### Exercise passage
[Start of Attachment]
Felice Orlandi (18 September 1925 – 21 May 2003) was an Italian-born American actor, known for roles in films such as The Pusher (1960), Bullitt (1968), Catch-22 (1970) and The Driver (1978). He also appeared in numerous TV series during the 1960s-1980s, including Gunsmoke, Mannix, Hogan's Heroes, Hawaii Five-O and Hill Street Blues.

A native of Avezzano in Italy, he was raised in Cleveland, and earned a theater arts degree at Carnegie Tech (now Carnegie Mellon University). He made his Broadway debut in 1954 in The Girl on the Via Flaminia. He was married to actress Alice Ghostley for 50 years.

Orlandi died of lung cancer in Burbank, California, at age 77. He is buried in part of the Ghostley family plot at Oak Hill Cemetery in Siloam Springs, Arkansas.  Upon her death in 2007, his wife Alice, was buried beside Alice's sister, Gladys and their parents are also interred here.  The cemetery is approximately  from where the family lived when the sisters were children.
[End of Attachment]
### Extracted data
[Start of Attachment]
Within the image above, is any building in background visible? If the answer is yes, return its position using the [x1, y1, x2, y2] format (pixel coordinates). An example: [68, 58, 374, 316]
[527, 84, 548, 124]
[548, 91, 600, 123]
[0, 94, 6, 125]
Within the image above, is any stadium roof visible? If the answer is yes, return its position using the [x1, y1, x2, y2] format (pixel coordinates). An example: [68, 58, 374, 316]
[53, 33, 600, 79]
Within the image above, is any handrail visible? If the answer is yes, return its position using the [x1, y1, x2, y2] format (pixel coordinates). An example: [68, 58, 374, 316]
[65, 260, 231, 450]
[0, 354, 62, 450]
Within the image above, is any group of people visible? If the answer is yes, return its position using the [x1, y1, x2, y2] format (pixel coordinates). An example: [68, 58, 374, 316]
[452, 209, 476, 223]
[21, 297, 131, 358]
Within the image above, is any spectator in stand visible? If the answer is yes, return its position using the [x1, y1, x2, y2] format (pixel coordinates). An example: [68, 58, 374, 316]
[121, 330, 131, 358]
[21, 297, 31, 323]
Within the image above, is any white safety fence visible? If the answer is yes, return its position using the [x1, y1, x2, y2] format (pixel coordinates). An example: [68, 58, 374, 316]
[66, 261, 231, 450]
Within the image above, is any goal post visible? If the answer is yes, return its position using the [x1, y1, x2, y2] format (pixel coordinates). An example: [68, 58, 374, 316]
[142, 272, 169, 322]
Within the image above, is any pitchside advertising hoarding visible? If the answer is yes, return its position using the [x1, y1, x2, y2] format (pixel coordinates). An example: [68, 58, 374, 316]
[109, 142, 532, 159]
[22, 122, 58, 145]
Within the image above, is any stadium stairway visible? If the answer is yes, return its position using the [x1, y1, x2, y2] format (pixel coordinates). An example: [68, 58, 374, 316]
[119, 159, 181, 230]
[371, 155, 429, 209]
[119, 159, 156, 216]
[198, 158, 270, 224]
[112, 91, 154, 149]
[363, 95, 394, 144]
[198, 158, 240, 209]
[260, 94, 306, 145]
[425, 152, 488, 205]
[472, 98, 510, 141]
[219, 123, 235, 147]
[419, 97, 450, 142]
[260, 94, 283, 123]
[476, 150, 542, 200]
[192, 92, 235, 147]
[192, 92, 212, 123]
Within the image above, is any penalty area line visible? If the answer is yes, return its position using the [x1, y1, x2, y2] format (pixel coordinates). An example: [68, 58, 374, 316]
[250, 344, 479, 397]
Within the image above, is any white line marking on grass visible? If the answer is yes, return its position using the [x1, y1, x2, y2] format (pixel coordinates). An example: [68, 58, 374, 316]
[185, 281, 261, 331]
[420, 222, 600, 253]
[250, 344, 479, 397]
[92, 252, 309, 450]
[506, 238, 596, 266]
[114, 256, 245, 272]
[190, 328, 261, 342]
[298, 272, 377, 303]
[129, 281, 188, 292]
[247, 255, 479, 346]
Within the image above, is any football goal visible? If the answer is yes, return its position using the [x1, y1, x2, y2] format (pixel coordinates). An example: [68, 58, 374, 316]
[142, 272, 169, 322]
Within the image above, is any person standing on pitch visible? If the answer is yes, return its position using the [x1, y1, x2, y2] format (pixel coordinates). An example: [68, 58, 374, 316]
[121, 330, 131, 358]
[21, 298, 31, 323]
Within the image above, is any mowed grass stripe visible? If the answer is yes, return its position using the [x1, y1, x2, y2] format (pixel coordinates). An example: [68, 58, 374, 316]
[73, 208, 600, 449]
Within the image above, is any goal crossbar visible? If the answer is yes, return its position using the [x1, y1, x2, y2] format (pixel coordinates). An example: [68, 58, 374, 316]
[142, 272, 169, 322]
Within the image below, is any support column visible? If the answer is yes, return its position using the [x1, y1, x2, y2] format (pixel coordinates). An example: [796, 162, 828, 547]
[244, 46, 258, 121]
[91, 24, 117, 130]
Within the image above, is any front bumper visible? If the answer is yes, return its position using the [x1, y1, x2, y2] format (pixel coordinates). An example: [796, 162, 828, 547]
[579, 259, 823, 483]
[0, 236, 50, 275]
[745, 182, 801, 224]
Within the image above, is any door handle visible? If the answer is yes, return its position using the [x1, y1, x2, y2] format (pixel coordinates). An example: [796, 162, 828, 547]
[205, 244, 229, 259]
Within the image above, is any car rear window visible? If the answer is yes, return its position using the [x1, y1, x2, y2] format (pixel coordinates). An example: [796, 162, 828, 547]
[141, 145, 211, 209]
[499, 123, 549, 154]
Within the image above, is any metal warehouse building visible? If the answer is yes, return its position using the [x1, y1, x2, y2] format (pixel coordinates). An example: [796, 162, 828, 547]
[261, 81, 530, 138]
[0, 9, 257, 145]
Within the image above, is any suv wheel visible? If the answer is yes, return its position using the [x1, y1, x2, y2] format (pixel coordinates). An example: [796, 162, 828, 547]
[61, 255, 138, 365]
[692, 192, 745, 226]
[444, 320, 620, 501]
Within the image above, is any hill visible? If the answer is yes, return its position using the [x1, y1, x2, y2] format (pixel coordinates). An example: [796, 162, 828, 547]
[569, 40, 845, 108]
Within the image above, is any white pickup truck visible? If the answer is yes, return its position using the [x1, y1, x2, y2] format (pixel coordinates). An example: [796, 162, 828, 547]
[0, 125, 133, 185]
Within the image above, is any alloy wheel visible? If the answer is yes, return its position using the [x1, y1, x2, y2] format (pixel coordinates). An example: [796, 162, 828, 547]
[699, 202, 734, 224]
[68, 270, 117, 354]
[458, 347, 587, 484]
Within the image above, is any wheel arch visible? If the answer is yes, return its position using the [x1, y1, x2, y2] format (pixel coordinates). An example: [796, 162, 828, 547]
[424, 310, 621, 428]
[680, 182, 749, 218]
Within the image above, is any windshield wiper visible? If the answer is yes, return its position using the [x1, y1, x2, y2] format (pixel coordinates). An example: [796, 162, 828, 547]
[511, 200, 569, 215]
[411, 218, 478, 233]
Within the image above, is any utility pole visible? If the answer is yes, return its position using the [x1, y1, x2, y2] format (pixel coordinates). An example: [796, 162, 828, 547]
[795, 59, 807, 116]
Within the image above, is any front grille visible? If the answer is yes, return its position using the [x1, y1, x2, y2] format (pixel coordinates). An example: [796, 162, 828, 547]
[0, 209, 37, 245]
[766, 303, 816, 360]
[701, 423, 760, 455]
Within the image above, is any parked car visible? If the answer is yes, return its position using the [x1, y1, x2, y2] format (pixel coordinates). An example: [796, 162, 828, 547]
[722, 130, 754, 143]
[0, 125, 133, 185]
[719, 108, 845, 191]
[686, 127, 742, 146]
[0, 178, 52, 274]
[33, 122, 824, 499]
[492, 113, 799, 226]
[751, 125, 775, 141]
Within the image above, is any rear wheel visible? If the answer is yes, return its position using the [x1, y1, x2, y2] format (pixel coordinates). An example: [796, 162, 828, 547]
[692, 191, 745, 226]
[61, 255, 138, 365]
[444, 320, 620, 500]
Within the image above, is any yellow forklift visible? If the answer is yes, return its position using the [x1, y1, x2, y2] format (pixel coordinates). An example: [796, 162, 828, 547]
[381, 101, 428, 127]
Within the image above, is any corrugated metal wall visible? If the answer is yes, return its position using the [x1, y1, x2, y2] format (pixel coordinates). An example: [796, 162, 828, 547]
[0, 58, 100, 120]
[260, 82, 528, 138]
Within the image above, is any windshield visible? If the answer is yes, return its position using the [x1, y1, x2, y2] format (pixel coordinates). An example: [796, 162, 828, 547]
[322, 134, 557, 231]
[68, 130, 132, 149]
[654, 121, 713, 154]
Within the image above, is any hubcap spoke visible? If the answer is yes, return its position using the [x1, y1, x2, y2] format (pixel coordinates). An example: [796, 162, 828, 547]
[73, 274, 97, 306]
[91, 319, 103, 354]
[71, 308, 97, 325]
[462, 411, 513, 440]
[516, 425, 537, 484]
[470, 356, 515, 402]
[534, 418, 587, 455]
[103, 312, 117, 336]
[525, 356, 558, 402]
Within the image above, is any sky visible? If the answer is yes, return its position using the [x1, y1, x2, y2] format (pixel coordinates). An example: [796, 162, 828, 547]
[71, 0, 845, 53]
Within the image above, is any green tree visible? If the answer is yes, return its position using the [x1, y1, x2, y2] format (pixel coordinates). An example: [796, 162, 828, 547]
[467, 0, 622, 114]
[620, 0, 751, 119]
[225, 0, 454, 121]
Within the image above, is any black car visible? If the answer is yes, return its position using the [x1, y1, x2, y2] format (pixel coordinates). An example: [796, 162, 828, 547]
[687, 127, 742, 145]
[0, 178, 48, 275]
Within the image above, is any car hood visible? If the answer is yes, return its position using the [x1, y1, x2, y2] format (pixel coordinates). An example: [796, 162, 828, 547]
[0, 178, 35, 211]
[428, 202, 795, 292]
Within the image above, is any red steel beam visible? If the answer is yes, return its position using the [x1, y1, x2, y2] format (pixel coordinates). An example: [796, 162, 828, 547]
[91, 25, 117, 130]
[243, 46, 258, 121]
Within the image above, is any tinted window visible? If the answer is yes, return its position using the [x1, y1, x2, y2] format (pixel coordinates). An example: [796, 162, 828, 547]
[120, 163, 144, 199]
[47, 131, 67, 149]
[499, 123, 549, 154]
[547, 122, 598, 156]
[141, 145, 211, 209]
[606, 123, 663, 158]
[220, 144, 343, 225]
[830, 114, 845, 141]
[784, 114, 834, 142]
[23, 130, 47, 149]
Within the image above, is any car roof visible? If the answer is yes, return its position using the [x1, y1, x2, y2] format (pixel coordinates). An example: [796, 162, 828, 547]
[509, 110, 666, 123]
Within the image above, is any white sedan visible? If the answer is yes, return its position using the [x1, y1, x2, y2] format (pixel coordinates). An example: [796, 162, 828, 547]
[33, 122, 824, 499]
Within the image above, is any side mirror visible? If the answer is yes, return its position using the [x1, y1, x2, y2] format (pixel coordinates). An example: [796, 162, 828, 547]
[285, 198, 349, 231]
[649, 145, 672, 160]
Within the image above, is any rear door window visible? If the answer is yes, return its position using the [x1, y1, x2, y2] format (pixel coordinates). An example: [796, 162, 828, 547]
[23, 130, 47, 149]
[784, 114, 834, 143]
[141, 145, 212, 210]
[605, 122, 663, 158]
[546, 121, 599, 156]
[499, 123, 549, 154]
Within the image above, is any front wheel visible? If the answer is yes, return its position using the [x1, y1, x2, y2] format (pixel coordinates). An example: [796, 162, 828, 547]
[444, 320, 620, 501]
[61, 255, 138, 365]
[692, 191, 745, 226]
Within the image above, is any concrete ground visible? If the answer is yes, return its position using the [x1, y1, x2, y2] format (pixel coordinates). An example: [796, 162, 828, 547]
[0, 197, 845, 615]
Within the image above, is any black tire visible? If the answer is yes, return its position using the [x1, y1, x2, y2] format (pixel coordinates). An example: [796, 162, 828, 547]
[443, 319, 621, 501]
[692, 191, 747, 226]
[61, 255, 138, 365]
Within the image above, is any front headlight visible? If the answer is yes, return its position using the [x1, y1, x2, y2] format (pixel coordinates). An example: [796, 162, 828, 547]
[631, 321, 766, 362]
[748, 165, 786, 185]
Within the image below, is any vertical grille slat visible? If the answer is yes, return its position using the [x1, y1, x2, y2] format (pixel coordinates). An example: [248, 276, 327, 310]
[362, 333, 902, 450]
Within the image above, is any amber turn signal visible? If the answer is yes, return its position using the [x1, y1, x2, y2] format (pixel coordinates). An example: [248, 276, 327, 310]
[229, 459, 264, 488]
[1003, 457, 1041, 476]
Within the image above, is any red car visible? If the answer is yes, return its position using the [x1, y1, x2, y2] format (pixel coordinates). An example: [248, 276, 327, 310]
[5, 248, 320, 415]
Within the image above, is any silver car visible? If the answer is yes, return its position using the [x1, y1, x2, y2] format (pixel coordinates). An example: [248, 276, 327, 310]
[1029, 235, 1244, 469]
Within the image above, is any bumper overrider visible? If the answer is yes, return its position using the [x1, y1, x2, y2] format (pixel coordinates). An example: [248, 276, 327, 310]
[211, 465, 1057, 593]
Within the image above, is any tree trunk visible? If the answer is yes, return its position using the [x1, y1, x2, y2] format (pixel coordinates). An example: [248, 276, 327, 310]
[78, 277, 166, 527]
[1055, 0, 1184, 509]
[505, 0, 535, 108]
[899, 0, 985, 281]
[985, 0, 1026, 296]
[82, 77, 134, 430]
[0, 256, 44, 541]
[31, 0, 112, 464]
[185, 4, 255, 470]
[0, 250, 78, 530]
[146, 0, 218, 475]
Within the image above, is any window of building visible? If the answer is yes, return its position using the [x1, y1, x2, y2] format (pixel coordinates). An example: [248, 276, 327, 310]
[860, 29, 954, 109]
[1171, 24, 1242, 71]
[End of Attachment]
### Exercise prompt
Answer these questions from the Felice Orlandi text:
(a) Which of his films listed in the text was released in 1968?
(b) In which production did he make his Broadway debut, and in what year?
(c) What was the cause of his death, and where did he die?

### Solution to this exercise
(a) Bullitt
(b) The Girl on the Via Flaminia, in 1954
(c) Lung cancer, in Burbank, California